Instruções do exercício
Responda às perguntas com base no trecho da página abaixo.
(a) Em que município estava estabelecida a empresa no período dos crimes?
(b) Em que data o Fisco Estadual emitiu o Termo de Inscrição em Dívida Ativa?
(c) Segundo o art. 60 do RICMS/2001, até quando o imposto deve ser recolhido?

Infere-se dos documentos que instruem o procedimento supramencionado, que o denunciado, na época dos fatos, era sócio e administrador da empresa RICCELI COMÉRCIO DE CONFECÇÕES LTDA EPP (fl. 55), CNPJ n. 00.948.341/0001-93 e Inscrição Estadual n. 25.340.420-7, estabelecida, no período de ocorrência dos crimes, na Rua Willy Francisco Maestri n. 100, galpão, bairro Centro, Botuverá/SC, que tem por objeto social o descrito na Cláusula Terceira do Contrato Social Consolidado (fl. 54).

Dessa forma, o denunciado era responsável pela direção e gerência da empresa, tendo ciência e controle das transações e negócios realizados, bem como responsabilidade legal e fática pela regularidade fiscal.

Além da administração geral da empresa, determinava os atos de escrituração fiscal e era responsável pela apuração e recolhimento do ICMS - Imposto sobre a Circulação de Mercadorias e Prestações de Serviço de Transporte Interestadual e Intermunicipal e de Comunicação devido.

Quaisquer vantagens ou benefícios obtidos pela empresa, mesmo os de origem ilícita, eram aproveitados diretamente pelo denunciado.

Em procedimento rotineiro, a Fiscalização de Tributos Estaduais constatou que, apesar de ter apresentado as Declarações de Informações do ICMS e Movimento Econômico - DIMEs à Secretaria da Fazenda, o denunciado, no período de julho de 2015 a janeiro de 2016, não recolheu aos cofres públicos, no prazo determinado pelo art. 60 do RICMS/01, os valores apurados e declarados.

Em razão disso, o Fisco Estadual, em 06/04/2016 emitiu o Termo de Inscrição em Dívida Ativa n. 16000767740, juntado às fls. 14/15, que apresenta o seguinte código da infração: "1018 - Conta Corrente - Falta de Recolhimento de ICMS declarado pelo próprio sujeito passivo - Inscrição Direta em Dívida Ativa".

As Declarações do ICMS e do Movimento Econômico - DIMEs que originaram o mencionado Termo de Inscrição em Dívida Ativa estão juntadas às fls. 18/40 do procedimento anexo.

Em relação a apuração do imposto devido, cabe ressaltar que, nos termos do art. 53 do Regulamento do ICMS/2001, "o imposto a recolher será apurado mensalmente, pelo confronto entre os débitos e os créditos escriturados durante o mês, em cada estabelecimento do sujeito passivo".

O art. 60 do RICMS/2001 determina que, ressalvadas as hipóteses que enumera, "o imposto será recolhido até o 10º (décimo) dia após o encerramento do período de apuração".

(Registros do conjunto de dados de anotação por pontos)
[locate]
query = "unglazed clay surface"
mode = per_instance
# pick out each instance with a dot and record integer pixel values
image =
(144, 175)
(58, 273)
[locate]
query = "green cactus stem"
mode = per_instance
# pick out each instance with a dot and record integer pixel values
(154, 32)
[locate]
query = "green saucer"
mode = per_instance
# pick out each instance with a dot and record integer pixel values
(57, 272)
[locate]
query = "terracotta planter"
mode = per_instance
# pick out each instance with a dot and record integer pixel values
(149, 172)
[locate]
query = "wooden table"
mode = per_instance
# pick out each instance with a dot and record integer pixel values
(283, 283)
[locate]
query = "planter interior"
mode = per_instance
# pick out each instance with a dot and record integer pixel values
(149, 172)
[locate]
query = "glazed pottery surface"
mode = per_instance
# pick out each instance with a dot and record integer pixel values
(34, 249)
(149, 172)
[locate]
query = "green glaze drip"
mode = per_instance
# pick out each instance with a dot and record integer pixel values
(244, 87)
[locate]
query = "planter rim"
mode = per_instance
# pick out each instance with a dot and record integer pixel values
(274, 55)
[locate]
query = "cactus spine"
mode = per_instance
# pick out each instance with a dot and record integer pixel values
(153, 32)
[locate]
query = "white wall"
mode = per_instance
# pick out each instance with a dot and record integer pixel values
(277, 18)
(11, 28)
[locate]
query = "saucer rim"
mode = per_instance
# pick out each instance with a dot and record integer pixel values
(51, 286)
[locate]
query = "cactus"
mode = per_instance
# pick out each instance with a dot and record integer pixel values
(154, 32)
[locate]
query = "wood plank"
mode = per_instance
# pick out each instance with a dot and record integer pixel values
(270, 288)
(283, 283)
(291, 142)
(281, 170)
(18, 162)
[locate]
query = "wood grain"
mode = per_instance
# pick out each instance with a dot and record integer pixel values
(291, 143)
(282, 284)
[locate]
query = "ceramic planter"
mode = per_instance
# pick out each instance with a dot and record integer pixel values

Resposta correta
(a) Em Botuverá/SC.
(b) Em 06/04/2016.
(c) Até o 10º (décimo) dia após o encerramento do período de apuração.